* Selected text *

^^^^^^^^

Prolog+CG GUI
by
Adil KABBAJ
This document provides an overview of Prolog+CG GUI. Figure 1 shows the main frame after the activation of Prolog+CG GUI (from Amine Suite for instance). An untitled file is provided. You can edit a new program or you can open existent ones (and close the untitled file). Figure 1.b shows three programs in edition and shows also the actions provided by Console menu. To ask questions, the user should create a new console (or open a console that exists already). The user can activate the action Console/New to get a new Console (Figure 1) or he/she can Console/Open an existent console. As can be noted from Figure 1, Prolog+CG editor is stylized/colored editor: different colors are associated to different lexical categories of Prolog+CG.
(a) Stylized/Colored Prolog+CG Editor
(b) Console Menu
(c) Console Frame
Figure 1: Prolog+CG GUI
As shown in Figure 2, menu Console offers the possibility to create, open, save/saveAs/close a console.
Figure 2: Console Menu from Console Frame
User can change the font of the text in the Console (Figure 3).

^^^^^^^^

* Entries shown *
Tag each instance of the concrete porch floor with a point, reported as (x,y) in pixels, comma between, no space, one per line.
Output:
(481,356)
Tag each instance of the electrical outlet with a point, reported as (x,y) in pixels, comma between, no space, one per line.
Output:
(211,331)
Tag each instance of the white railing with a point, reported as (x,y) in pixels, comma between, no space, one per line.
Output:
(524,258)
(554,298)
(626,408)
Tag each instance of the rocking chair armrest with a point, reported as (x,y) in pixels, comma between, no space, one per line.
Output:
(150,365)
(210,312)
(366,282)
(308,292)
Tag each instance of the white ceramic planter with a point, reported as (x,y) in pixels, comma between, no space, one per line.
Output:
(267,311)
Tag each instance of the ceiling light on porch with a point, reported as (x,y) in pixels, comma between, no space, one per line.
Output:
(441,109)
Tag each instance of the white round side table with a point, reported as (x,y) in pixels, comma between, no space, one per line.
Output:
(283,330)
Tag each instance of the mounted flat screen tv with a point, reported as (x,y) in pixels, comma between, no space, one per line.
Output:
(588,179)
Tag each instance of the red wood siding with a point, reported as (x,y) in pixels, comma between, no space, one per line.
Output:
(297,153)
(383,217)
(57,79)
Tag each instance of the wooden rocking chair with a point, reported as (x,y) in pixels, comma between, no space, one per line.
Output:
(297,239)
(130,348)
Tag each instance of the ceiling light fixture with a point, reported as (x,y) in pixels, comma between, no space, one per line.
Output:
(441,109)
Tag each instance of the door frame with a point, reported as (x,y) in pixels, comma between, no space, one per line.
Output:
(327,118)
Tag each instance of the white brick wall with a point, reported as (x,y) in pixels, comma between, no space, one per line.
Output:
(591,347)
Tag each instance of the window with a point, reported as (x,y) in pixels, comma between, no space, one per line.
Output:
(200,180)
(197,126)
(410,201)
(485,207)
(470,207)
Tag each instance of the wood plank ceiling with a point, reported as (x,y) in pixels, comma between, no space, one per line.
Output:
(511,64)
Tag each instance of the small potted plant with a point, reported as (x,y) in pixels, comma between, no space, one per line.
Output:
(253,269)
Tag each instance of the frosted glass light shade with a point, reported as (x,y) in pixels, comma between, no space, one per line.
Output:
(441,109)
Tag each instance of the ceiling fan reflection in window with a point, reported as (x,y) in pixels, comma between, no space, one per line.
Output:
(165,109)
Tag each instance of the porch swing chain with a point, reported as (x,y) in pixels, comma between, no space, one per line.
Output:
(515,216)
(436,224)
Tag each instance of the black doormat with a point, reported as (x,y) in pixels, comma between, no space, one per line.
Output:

^^^^^^^^

* Exercise requirements *
Reproduce the passage of the Prolog+CG GUI overview that begins at the words "(a) Stylized/Colored Prolog+CG" and stops after "save/saveAs/close a console.". The rows are separate material, unrelated to the Prolog+CG GUI overview.

* Complete response *
(a) Stylized/Colored Prolog+CG Editor
(b) Console Menu
(c) Console Frame
Figure 1: Prolog+CG GUI
As shown in Figure 2, menu Console offers the possibility to create, open, save/saveAs/close a console.